AVAILABLE DATA -
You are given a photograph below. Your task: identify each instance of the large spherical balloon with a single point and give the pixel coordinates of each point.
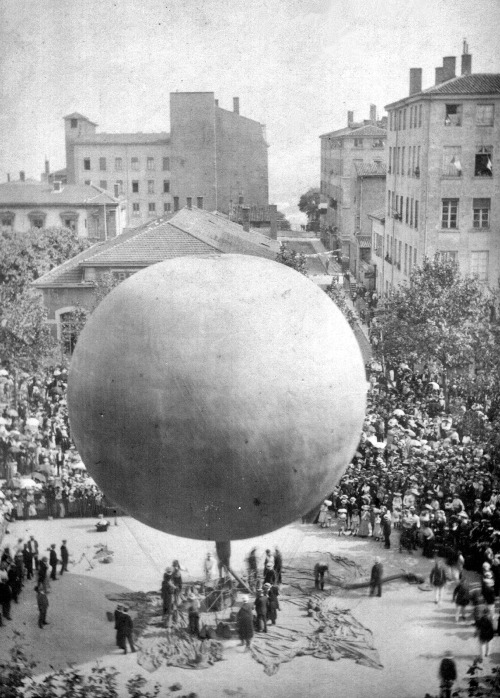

==

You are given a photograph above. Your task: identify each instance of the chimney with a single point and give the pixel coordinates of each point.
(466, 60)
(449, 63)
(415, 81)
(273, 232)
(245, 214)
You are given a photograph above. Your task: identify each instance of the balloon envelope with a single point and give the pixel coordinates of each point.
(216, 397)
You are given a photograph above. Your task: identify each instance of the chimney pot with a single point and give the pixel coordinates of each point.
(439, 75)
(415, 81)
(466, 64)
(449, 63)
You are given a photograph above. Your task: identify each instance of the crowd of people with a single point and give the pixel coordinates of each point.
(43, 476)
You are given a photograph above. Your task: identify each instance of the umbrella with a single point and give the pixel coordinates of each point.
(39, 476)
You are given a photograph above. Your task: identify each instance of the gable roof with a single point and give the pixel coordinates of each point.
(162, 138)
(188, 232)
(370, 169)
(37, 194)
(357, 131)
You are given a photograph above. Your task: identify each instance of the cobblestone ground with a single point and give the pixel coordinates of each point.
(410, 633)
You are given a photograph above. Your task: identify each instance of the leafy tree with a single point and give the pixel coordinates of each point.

WHAT IS EXPECTED - Look back at the entries above. Retype the line with "of the cobblestone", the line with "of the leafy", and all lines in between.

SOLUTION TO THE EXERCISE -
You are given a photograph above. Your task: identify each instance of the cobblestone ground with a single point and give the pixel coordinates of each point.
(410, 633)
You are given a photograph above. Your task: identify each instance of the leafy tree with a single point and give the pixel coordinates of each point.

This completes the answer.